> Problem to solve
Beginning with the first entry, print all the records exactly.

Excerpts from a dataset
******

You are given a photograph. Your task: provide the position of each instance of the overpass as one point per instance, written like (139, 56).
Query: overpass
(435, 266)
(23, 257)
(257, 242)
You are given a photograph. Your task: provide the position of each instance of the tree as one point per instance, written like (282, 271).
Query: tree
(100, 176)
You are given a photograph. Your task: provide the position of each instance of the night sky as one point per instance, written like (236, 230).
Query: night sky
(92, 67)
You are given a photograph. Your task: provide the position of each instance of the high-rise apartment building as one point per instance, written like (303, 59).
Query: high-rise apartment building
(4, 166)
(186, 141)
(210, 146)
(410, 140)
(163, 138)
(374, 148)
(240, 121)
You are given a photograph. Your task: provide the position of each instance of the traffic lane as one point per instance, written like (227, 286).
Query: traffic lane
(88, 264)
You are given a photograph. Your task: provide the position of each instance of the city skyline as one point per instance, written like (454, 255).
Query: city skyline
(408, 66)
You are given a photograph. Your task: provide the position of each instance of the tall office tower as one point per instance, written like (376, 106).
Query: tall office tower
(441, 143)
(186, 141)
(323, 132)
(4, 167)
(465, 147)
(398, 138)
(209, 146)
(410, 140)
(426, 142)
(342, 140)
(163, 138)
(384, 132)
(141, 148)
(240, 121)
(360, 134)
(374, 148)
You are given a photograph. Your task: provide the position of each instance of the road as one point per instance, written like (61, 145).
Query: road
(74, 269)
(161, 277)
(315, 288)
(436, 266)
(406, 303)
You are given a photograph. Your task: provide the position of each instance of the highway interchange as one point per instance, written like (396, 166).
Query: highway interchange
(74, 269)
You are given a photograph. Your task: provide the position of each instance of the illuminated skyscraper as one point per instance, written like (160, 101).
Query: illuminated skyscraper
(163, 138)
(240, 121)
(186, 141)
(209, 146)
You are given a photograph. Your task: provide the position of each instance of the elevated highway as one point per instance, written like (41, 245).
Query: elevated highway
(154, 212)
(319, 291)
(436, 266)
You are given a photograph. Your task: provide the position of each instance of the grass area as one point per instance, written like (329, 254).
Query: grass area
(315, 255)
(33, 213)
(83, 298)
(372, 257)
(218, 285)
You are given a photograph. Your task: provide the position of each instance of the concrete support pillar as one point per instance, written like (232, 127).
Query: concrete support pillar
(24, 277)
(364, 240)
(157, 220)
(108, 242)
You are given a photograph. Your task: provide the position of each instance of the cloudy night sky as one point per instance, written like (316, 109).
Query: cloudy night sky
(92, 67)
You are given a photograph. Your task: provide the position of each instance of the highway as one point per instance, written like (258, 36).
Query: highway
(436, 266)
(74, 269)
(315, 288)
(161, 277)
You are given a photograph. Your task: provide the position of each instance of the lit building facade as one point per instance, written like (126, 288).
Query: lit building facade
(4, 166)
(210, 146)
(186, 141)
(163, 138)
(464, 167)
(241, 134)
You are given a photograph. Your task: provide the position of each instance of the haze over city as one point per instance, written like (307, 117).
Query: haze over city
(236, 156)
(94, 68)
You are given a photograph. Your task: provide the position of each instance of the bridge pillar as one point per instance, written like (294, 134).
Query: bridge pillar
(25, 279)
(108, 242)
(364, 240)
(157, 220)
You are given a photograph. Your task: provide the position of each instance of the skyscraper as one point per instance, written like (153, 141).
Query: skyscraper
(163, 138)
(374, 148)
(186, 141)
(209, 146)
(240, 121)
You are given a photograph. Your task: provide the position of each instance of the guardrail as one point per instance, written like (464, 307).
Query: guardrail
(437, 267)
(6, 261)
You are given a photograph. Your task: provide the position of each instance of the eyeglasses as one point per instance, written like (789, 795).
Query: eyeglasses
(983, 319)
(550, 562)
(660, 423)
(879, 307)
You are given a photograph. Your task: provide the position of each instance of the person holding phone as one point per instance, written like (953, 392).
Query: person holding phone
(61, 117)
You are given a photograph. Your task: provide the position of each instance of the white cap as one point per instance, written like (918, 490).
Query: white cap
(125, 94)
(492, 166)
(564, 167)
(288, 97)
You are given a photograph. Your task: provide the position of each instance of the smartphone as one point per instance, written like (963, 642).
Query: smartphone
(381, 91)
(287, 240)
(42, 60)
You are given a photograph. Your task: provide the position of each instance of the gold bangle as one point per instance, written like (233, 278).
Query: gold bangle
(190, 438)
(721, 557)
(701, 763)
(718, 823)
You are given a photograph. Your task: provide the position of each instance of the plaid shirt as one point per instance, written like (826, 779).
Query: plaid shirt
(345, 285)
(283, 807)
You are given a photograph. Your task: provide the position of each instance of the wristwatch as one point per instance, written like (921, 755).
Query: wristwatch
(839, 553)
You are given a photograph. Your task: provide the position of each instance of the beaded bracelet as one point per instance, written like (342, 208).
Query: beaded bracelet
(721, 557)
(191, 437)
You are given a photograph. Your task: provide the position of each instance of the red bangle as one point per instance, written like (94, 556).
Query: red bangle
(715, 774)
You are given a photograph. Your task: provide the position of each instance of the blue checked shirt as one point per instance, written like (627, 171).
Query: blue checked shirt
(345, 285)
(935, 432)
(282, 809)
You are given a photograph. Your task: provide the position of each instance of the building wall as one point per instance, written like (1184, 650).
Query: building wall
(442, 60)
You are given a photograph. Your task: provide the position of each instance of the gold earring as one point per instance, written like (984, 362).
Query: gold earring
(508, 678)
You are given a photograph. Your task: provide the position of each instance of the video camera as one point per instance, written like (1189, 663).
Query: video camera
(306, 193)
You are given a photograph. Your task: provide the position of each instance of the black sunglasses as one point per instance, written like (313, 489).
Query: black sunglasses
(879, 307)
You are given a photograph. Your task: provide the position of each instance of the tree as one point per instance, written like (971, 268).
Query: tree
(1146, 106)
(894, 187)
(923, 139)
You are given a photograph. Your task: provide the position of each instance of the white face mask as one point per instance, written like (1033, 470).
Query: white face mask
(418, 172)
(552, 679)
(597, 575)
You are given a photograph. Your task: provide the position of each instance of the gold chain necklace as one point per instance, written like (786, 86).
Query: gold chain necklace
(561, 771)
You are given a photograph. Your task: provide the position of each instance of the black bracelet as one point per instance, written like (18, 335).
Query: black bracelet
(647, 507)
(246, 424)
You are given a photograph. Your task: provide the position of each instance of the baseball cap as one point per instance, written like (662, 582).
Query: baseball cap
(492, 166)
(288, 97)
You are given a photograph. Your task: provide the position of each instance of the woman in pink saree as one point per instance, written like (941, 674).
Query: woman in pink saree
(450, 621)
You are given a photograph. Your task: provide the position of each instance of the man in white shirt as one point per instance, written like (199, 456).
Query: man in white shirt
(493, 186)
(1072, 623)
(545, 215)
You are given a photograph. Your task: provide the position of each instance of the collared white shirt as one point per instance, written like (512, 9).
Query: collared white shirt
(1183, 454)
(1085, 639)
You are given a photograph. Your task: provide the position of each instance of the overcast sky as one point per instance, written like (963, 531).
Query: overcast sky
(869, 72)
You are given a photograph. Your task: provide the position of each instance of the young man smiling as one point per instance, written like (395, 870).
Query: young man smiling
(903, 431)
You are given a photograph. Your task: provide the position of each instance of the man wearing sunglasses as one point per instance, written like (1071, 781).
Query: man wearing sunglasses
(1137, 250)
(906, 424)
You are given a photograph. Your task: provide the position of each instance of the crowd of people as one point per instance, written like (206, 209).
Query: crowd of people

******

> Written answer
You are given a photograph. Your task: provide the position of each instance of the overpass as one point per instance, written like (139, 56).
Query: overpass
(435, 266)
(23, 257)
(257, 242)
You are given a photograph. Your task: provide the position of each instance of the tree as one point per instance, written like (282, 271).
Query: tree
(100, 176)
You are given a photograph. Your task: provide the position of each instance of the night sky as one point per instance, written like (236, 230).
Query: night sky
(92, 67)
You are given a photograph. Your task: provide the position of each instance of the high-rise apartment building as one point per instance, written like (303, 59).
Query: high-rise apartment building
(4, 166)
(186, 141)
(210, 146)
(410, 140)
(163, 138)
(374, 148)
(240, 121)
You are given a photograph. Your task: provide the position of each instance of the traffic lane as one point per instance, written like (227, 286).
Query: traffic lane
(88, 264)
You are given a photograph. Your task: provide the position of each instance of the city skyline as one point per instance, written like (454, 255).
Query: city skyline
(408, 66)
You are given a photograph. Your task: provide the position of each instance of the tall office tower as one point per instance, written like (376, 106).
Query: tall office tower
(441, 143)
(186, 141)
(323, 132)
(4, 167)
(465, 147)
(398, 138)
(209, 146)
(410, 140)
(426, 142)
(342, 140)
(163, 138)
(384, 132)
(141, 148)
(240, 121)
(360, 134)
(374, 148)
You are given a photograph. Your task: provide the position of each instance of the road as one point per instance, written like (61, 145).
Query: road
(74, 269)
(161, 277)
(315, 288)
(436, 266)
(406, 303)
You are given a photograph. Your task: provide the position of each instance of the highway interchange as one point per instance, written like (396, 166).
Query: highway interchange
(74, 269)
You are given a photograph. Your task: provide the position of each instance of the illuminated skyscraper as one point per instance, written like (160, 101).
Query: illuminated skyscraper
(163, 138)
(240, 121)
(186, 141)
(209, 146)
You are given a photograph. Your task: provide the position of each instance of the elevated highway as one point per instance, written like (41, 245).
Query: elevated highway
(154, 212)
(319, 291)
(436, 266)
You are given a photograph. Your task: provide the position of each instance of the grass area as one point per instance, written like (329, 254).
Query: grass area
(315, 255)
(33, 213)
(83, 298)
(372, 257)
(218, 285)
You are given a photograph. Your task: provide the position of each instance of the concrete support pillar as one point per instance, written like (232, 127).
Query: concrete support pillar
(24, 277)
(364, 240)
(157, 220)
(108, 242)
You are given a photograph. Your task: provide the position of each instance of the cloudy night sky as one point per instance, written like (316, 109).
Query: cloudy night sky
(92, 67)
You are given a photograph. Your task: provide the position of each instance of the highway as one point per instance, written like (258, 36).
Query: highway
(436, 266)
(74, 269)
(315, 288)
(161, 277)
You are given a photograph. Your task: provide the position of each instance of the lit building facade as one point per instance, written like (126, 288).
Query: lit building facade
(4, 166)
(210, 146)
(186, 141)
(163, 138)
(464, 167)
(241, 134)
You are given a photograph. Your task: provide the position of each instance of the haze over city as one point per instance, written like (307, 117).
Query: haze over city
(236, 156)
(94, 68)
You are given a photograph. Your task: provide the position of each instance of the bridge pillar as one point per instance, written like (294, 134).
Query: bridge pillar
(25, 279)
(108, 242)
(364, 240)
(157, 220)
You are given a photograph. Your task: provide the position of each instance of the skyscraper as one point per instance, written like (153, 141).
Query: skyscraper
(163, 138)
(374, 148)
(186, 141)
(209, 146)
(240, 121)
You are given a photograph. Your task: provide the position of each instance of the guardrail as one point per instance, written like (464, 307).
Query: guardrail
(437, 267)
(6, 261)
You are given a photograph. Your task: provide the position of each instance of the eyeglasses as one point per instance, written like (789, 795).
Query: eyeglasses
(983, 319)
(550, 562)
(660, 423)
(879, 307)
You are given a photograph. Your task: provide the position of each instance of the person holding phone as one point per instance, written like (953, 392).
Query: person holding phone
(61, 117)
You are given a photograph. Your task: provide the position of each instance of the white cap as one point per instance, written like (918, 490).
Query: white cap
(125, 94)
(492, 166)
(564, 167)
(288, 97)
You are given a photograph. Your task: provide the position of each instance of the smartphone as one point per instance, written like (963, 642).
Query: smartphone
(381, 91)
(287, 240)
(42, 60)
You are given a photograph. Your task: provide the position of each instance of the gold bangle as one point per instance, written like (233, 278).
Query: gold bangle
(190, 438)
(721, 557)
(701, 763)
(718, 823)
You are given a photograph. Your task: provide the position of each instance of the plaid shirt as one point per instance, written like (826, 779).
Query: plaid shirt
(345, 285)
(283, 807)
You are given a photograph. Your task: provide the position of each instance of the wristwatch as one point per instance, written like (921, 755).
Query: wristwatch
(839, 553)
You are given a photograph. Your task: provide the position of each instance of the beaded bracelet as one point per instance, written like (342, 208).
Query: beaded bracelet
(721, 557)
(191, 437)
You are given a photograph. Your task: provide the position of each instance of the red bangle as one point per instance, written like (94, 556).
Query: red bangle
(715, 774)
You are given a photograph. Your task: provide the position of each instance of the blue checked shirt as one point per instance, written like (627, 171).
Query: blue checked shirt
(345, 285)
(935, 432)
(282, 809)
You are given a photograph. Your task: provide the position of each instance of the building wall as one point per instance, written like (1184, 650).
Query: building wall
(442, 60)
You are given a photograph. Your task: provide the position of each instance of the gold earring as one point per instance, written like (984, 362).
Query: gold earring
(508, 678)
You are given a photograph. Your task: provide the position of each instance of the video camera as one point per instance, written like (1189, 663).
Query: video camera
(306, 193)
You are given a photograph. Your task: provide the position of each instance of the black sunglasses as one point per instance, written like (313, 489).
Query: black sunglasses
(879, 307)
You are given a photograph. Your task: provide the position of each instance of the tree as one point per instance, written like (971, 268).
Query: tree
(1146, 106)
(894, 187)
(923, 139)
You are given a photograph. Your task: provide the position of each instance of the white face mask as one point per instance, written like (1033, 470).
Query: white face mask
(418, 172)
(552, 679)
(597, 575)
You are given a photograph. Your task: provide the position of each instance of the gold chain necklace as one point per instance, written like (786, 86).
Query: gold chain necklace
(561, 771)
You are given a photograph. Your task: provide the position of each instance of the black bracelet as one point per instance, written like (18, 335).
Query: black bracelet
(647, 507)
(246, 424)
You are given a photograph. Your task: provide the position of each instance of the baseball cap as one point per instance, written like (662, 582).
Query: baseball cap
(492, 166)
(288, 97)
You are given a photograph. Your task: provide the position of each instance of the woman in pink saree as one point per instance, written like (941, 674).
Query: woman in pink saree
(450, 621)
You are given a photograph. Your task: provide the position of each instance of the man in white shirt as one point per instance, written like (199, 456).
Query: man in white shirt
(493, 186)
(1072, 623)
(545, 215)
You are given a photograph. Your task: provide the position of each instance of the collared white shirt as one point per instance, written like (512, 9).
Query: collared white shirt
(1183, 454)
(1085, 639)
You are given a photograph. Your task: provide the position of each instance of the overcast sky as one point per instance, written like (963, 531).
Query: overcast sky
(869, 72)
You are given a photograph. Your task: provide the position of each instance of the young man smiling as one point per instance, written like (395, 870).
Query: young man smiling
(903, 431)
You are given a photograph. Your task: provide the position of each instance of the man wearing sunglasses as one point per instance, written like (1071, 781).
Query: man wearing sunglasses
(1137, 250)
(906, 424)
You are given a photograph. Your task: provide the position of each instance of the crowd of people as one point per instance, written like (206, 209).
Query: crowd of people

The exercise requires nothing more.